» Brief 1
In the article on Edward Enninful's Vogue, what coverline did the April 2023 magazine carry?

— Begin Text provided —

How Edward Enninful’s Vogue changed British culture

Edward Enninful
Edward Enninful helmed Vogue for six years. Photograph: David M Benett/Getty Images

Edward Enninful’s Vogue has changed what Britain looks like in a way that goes beyond clothes. The version of British Vogue that Enninful has helmed for the past six years has defined itself as a portrait of aspirational Britain that is never, to put it bluntly, all-white. Black models are a consistent, high-profile presence rather than an afterthought. The April 2023 magazine, with the coverline The New Supers, starred three models – all non-white, all non-sample size, all photographed full-length rather than in the zoomed-in closeup that fashion traditionally chooses for non-skinny models. People of all genders and all skin colours, disabled bodies, bigger bodies, octogenarians alongside teens, are included in the aspirational vision of the country’s premier glossy magazine.

— End Text provided —

» Brief 2
Gather every line of the records below that contains the string "tent". Case counts.

— Begin Recorded information —

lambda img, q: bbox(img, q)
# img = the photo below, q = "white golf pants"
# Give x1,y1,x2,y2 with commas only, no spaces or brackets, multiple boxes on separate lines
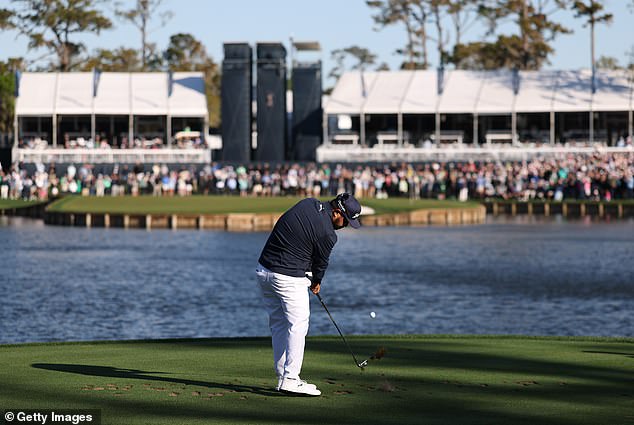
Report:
255,264,310,379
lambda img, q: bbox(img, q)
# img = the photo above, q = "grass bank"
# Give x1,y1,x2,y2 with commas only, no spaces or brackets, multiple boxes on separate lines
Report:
0,336,634,425
48,196,478,215
0,199,42,210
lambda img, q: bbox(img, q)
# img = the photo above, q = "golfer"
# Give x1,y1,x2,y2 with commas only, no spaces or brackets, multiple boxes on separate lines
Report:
256,193,361,396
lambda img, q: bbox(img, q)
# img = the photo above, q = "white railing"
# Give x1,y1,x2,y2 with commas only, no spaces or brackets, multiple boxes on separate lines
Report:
317,145,634,162
13,148,211,164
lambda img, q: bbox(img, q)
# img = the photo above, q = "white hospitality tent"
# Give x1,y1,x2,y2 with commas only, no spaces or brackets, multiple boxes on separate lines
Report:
15,71,208,146
324,70,633,145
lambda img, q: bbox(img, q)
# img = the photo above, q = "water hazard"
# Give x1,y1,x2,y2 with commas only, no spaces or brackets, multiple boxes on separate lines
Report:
0,217,634,343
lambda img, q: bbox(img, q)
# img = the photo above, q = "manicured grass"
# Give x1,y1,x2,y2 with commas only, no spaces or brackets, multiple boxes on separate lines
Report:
0,199,41,210
49,196,477,214
0,336,634,425
486,199,634,205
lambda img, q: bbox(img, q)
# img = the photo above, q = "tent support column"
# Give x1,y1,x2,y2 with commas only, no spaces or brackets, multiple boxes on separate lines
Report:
165,115,172,148
13,114,18,148
396,112,403,146
550,111,555,145
359,112,367,146
434,111,440,146
589,108,594,144
90,112,99,148
52,114,57,148
128,115,134,147
321,110,330,145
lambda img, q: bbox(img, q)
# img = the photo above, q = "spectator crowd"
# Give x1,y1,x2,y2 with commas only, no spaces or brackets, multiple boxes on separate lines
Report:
0,153,634,201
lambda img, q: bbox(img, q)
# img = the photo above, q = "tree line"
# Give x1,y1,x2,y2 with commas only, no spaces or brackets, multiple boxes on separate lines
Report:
329,0,634,79
0,0,634,133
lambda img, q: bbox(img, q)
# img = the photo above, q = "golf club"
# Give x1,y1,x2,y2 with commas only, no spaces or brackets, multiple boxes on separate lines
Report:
315,294,370,370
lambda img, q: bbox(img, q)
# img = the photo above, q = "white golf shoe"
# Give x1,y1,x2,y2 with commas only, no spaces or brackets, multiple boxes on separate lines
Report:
279,378,321,397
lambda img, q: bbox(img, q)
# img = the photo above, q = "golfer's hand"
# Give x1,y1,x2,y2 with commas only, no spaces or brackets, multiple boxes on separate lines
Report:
310,282,321,295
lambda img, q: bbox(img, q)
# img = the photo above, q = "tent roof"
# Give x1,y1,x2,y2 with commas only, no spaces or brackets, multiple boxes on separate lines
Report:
592,71,634,111
401,70,438,114
324,70,634,115
324,71,377,114
363,71,414,114
16,72,207,117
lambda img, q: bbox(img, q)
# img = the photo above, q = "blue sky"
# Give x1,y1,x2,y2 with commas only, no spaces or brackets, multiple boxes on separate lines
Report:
0,0,634,85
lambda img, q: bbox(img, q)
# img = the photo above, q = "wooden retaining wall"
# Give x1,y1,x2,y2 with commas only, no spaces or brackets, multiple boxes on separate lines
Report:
484,200,634,218
44,206,486,232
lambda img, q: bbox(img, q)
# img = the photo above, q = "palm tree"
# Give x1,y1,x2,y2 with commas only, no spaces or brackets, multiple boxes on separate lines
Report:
572,0,613,93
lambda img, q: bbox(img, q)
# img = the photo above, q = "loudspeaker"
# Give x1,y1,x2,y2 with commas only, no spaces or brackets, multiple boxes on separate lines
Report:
220,43,253,162
255,43,286,162
291,62,323,161
0,148,11,173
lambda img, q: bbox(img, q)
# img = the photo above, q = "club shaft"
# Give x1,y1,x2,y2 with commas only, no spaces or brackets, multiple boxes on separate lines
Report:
315,294,361,367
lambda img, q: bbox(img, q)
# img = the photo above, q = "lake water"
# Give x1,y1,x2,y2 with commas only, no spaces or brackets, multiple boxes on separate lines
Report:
0,217,634,343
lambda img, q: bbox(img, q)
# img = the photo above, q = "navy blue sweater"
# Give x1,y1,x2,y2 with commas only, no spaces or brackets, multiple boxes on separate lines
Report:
259,198,337,282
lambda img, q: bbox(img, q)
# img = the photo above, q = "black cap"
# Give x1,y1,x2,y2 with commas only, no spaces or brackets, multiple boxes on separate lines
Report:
335,192,361,229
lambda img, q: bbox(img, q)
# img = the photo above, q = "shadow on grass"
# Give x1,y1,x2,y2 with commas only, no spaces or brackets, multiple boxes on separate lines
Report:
31,363,285,397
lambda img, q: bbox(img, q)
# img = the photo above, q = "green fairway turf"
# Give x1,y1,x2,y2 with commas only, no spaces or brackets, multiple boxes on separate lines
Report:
0,336,634,425
49,196,478,214
0,199,41,210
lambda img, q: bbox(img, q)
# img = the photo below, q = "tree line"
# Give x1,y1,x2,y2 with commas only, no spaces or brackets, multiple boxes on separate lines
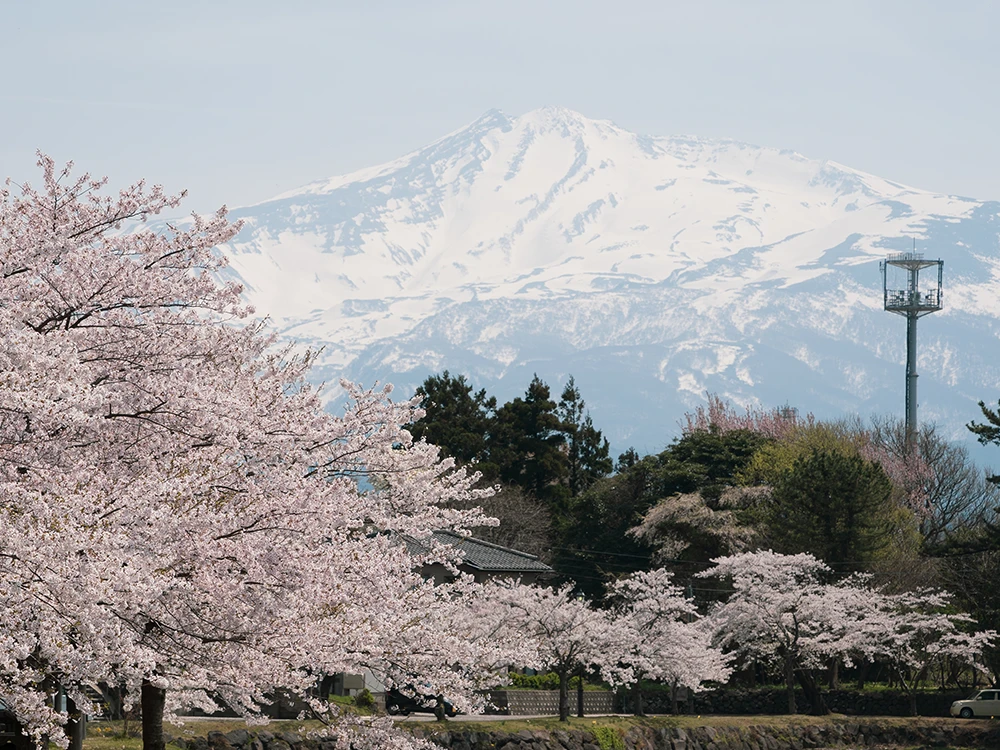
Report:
410,378,1000,692
0,156,997,750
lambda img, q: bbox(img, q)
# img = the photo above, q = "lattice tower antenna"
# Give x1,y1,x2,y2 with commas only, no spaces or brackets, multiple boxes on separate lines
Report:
879,245,944,451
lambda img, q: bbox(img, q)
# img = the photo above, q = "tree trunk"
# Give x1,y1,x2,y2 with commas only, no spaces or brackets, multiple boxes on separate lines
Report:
560,670,569,724
66,696,86,750
785,656,798,714
858,659,871,690
139,680,167,750
796,669,830,716
632,680,646,716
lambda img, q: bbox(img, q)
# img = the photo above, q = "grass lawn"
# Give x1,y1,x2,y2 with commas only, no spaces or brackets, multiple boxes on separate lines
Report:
84,714,988,750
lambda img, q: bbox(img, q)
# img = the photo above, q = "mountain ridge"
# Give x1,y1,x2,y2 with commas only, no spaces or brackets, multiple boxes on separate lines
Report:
213,108,1000,462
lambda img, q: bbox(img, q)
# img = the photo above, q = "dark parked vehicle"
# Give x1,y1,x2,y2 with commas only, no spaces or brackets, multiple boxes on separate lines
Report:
0,701,29,750
951,689,1000,719
385,688,458,716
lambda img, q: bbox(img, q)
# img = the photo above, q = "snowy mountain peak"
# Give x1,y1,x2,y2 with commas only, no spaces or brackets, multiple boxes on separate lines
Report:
217,107,1000,462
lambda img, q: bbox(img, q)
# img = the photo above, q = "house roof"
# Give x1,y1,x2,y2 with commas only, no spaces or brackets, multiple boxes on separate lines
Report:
406,531,552,573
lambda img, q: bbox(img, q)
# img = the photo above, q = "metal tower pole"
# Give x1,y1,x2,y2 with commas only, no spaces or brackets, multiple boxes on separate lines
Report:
906,312,917,452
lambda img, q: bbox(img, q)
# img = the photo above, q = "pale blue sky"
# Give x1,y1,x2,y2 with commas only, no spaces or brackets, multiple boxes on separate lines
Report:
0,0,1000,210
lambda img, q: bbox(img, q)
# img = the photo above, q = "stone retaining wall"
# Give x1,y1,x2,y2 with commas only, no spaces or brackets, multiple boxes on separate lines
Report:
487,690,615,716
174,719,1000,750
616,688,969,716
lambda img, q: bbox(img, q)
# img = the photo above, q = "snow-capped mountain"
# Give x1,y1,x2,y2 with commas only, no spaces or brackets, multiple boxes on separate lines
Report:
219,108,1000,452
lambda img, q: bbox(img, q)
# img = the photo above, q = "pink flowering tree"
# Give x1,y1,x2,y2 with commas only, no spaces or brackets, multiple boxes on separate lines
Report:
699,550,843,713
0,157,512,748
699,551,997,714
498,585,633,721
838,578,997,716
608,568,731,716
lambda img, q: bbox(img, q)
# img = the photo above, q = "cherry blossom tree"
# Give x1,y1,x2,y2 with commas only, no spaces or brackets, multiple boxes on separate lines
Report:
699,551,997,714
498,585,634,721
0,156,512,748
699,550,842,713
608,568,731,716
839,577,997,716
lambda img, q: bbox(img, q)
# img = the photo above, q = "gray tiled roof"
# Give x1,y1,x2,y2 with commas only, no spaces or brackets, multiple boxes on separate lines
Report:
406,531,552,573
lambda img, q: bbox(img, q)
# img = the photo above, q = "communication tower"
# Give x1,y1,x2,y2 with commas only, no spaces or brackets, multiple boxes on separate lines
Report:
879,252,944,450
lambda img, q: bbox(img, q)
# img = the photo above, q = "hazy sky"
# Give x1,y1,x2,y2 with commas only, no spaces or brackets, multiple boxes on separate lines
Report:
0,0,1000,210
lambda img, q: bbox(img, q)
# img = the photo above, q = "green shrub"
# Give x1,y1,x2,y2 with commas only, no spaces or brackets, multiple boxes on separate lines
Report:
590,727,625,750
508,672,606,690
510,672,559,690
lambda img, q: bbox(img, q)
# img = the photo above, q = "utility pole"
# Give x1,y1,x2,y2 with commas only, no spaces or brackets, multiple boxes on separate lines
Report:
879,251,944,453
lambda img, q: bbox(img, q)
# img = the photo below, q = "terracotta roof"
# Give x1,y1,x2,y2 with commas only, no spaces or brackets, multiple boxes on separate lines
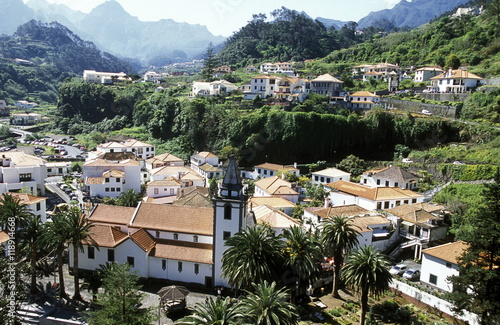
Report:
89,204,136,225
83,158,141,167
349,91,380,97
350,215,390,232
306,204,372,219
386,204,438,227
430,69,484,80
326,180,423,201
194,151,217,158
311,168,351,177
312,73,343,83
422,241,468,264
130,229,155,252
0,230,10,244
102,169,125,178
255,176,299,195
82,225,128,247
148,176,182,186
248,196,296,208
0,151,46,167
252,205,300,228
172,192,213,208
150,239,213,264
2,192,47,205
123,139,153,148
85,177,104,185
131,203,214,236
199,163,222,172
146,152,184,163
254,162,299,171
363,166,418,183
151,166,194,176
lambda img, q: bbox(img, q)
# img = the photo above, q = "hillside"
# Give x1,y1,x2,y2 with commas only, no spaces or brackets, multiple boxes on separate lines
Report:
0,0,225,66
0,20,135,104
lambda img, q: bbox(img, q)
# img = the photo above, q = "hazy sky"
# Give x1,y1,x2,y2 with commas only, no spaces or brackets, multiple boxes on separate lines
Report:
40,0,400,36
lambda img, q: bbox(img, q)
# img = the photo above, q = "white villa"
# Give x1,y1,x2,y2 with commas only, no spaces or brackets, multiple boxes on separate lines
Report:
429,69,484,93
69,160,253,287
0,151,47,195
420,241,467,292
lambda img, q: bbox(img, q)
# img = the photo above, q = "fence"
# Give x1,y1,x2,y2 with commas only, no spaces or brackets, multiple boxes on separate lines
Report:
390,279,480,325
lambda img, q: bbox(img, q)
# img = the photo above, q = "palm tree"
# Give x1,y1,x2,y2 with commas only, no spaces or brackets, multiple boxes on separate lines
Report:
283,226,323,302
321,216,359,297
116,188,142,207
19,215,43,293
175,296,243,325
342,246,392,325
222,226,284,289
63,206,94,300
42,212,70,298
241,281,299,325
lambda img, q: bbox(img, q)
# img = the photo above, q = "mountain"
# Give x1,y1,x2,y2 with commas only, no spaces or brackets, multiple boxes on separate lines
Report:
316,17,347,29
0,0,34,35
23,0,225,66
358,0,469,29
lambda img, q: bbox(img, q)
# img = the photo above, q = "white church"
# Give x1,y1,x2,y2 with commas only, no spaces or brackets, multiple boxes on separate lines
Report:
69,160,250,287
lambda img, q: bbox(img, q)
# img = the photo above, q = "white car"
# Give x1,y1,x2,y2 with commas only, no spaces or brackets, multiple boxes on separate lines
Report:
389,264,408,276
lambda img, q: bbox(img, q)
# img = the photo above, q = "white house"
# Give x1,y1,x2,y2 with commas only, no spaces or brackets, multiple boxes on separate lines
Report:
146,152,184,170
254,176,299,203
94,139,155,159
69,160,248,287
309,73,344,97
359,166,418,190
189,80,238,98
430,69,484,93
83,70,132,84
413,67,444,82
0,193,47,223
82,158,141,197
311,167,351,185
420,241,467,292
252,162,300,179
347,91,380,110
325,181,424,210
10,113,42,125
250,205,300,235
386,202,448,259
0,151,47,195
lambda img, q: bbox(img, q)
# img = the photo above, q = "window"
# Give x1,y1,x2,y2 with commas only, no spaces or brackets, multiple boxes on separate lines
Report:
224,204,231,220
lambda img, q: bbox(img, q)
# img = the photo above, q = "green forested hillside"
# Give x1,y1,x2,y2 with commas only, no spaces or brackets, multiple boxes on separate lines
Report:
0,20,134,104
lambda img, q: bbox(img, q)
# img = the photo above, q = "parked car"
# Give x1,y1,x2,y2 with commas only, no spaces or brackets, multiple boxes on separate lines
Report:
403,269,420,281
389,264,408,276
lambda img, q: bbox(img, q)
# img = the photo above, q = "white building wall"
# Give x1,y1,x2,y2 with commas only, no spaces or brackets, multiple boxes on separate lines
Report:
420,252,458,292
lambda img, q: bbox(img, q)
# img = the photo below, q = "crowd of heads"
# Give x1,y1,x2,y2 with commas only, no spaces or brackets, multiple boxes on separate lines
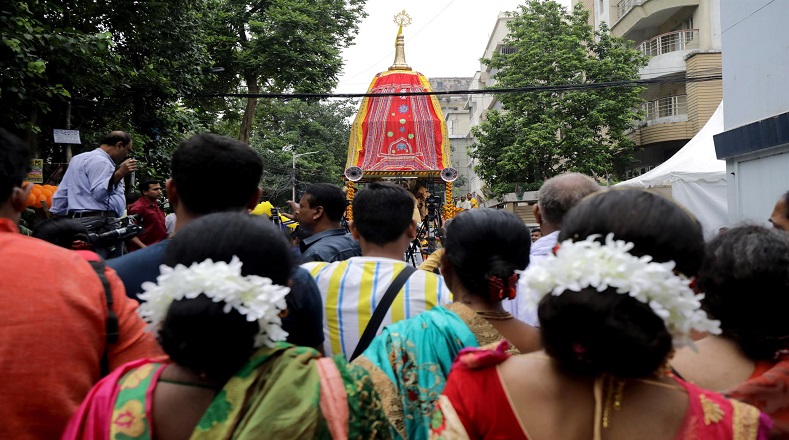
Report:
6,125,789,438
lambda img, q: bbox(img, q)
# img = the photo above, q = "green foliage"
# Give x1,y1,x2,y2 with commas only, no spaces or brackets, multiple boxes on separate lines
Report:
0,0,364,187
200,0,365,141
250,100,356,206
470,0,646,196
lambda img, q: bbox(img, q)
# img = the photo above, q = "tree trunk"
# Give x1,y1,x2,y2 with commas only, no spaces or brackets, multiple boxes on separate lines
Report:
26,105,41,158
238,75,260,144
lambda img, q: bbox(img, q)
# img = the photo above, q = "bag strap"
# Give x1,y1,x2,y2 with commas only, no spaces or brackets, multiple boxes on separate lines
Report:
76,251,120,377
350,264,416,361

— End Recorded information —

» Exercise answer 1
The New Supers

» Exercise answer 2
# img = the photo above, q = "white hospitality tent"
# img = the photo above, q = "tent support column"
# img = the photo above, q = "tent roof"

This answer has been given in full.